Si Guantánamo suponía la creación de un limbo judicial, la prisión de Abu Ghraib nos muestra la cara amoral de ese limbo

No es novedoso que el dolor humano se ofrezca en espectáculo con fines ejemplarizantes. Ahí están los autos de fe, las ejecuciones públicas, las fiestas de la guillotina -con las tricoteuses cantando, sin dejar de hacer punto, el número de las cabezas a medida que caían-, las lapidaciones y las flagelaciones en determinados países, las retransmisiones televisivas de las ejecuciones, el degollamiento en directo de un ciudadano norteamericano perpetrado hace unos días por Al Qaeda.

El castigo nunca ha mostrado recato alguno en exhibirse, en la medida en que se presentaba como testimonio y manifestación de la ley y prueba de su carácter universal: la ley se hacía cuerpo y el cuerpo ha de ser visible. Pero si el castigo se ejecuta en cumplimiento de la ley -sea ésta oral o escrita, o tan cruel y arbitraria como la de Al Qaeda-, la tortura en cambio nada tiene que ver con la ley y su práctica constituye un delito. De ahí que no se exhiba, que se oculte, que sólo exista en el cuerpo del torturado, que su práctica esté sujeta a la presunción de inocencia y haya de ser investigada, demostrada, sacada a la luz mediante pruebas fehacientes.

▶ **EJERCICIOS POR RESOLVER**
A – Reproduce el pasaje del texto sobre el castigo y la tortura que va de "Si Guantánamo suponía" a "por Al Qaeda.", ambos incluidos.
B – Escribe la continuación del texto sobre el castigo y la tortura a partir de su última oración.
Los registros constituyen un material aparte, independiente del texto.

▶ **REGISTROS DEL CONJUNTO**
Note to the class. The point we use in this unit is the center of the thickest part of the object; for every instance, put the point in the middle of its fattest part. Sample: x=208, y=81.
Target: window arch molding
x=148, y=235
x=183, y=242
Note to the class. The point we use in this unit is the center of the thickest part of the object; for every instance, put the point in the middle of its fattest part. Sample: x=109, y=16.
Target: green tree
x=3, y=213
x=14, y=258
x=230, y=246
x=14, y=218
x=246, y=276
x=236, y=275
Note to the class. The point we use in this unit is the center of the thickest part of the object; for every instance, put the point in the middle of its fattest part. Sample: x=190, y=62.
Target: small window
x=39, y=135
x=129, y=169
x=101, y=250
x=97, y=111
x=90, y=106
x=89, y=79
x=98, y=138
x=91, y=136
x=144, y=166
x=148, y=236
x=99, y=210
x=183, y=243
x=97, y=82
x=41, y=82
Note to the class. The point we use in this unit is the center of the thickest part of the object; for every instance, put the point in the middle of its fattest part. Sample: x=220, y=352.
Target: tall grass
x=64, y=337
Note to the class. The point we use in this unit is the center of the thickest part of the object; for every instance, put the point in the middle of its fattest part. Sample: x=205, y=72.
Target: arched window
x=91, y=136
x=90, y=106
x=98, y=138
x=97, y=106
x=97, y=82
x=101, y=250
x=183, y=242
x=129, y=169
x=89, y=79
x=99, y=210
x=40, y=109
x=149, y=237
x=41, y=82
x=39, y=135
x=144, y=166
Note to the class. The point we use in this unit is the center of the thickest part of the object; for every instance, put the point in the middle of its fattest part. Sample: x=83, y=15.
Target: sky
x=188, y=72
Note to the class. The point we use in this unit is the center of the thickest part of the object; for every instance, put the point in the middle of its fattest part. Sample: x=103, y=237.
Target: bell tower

▶ **LAS RESPUESTAS**
A –
Si Guantánamo suponía la creación de un limbo judicial, la prisión de Abu Ghraib nos muestra la cara amoral de ese limbo

No es novedoso que el dolor humano se ofrezca en espectáculo con fines ejemplarizantes. Ahí están los autos de fe, las ejecuciones públicas, las fiestas de la guillotina -con las tricoteuses cantando, sin dejar de hacer punto, el número de las cabezas a medida que caían-, las lapidaciones y las flagelaciones en determinados países, las retransmisiones televisivas de las ejecuciones, el degollamiento en directo de un ciudadano norteamericano perpetrado hace unos días por Al Qaeda.

B –
Lo novedoso de lo ocurrido en la prisión de Abu Ghraib es que la tortura ha sido exhibida. Podríamos alegrarnos de que haya sido así, ya que debido a ello disponemos de pruebas. Y lo sería si esas pruebas fueran fruto de un azar inocente, de una intención neutra o de un propósito delator, pero lo grave del caso es que han sido producidas por una cámara cómplice, una cámara que las festejaba como una hazaña inocente, una cámara tricoteuse.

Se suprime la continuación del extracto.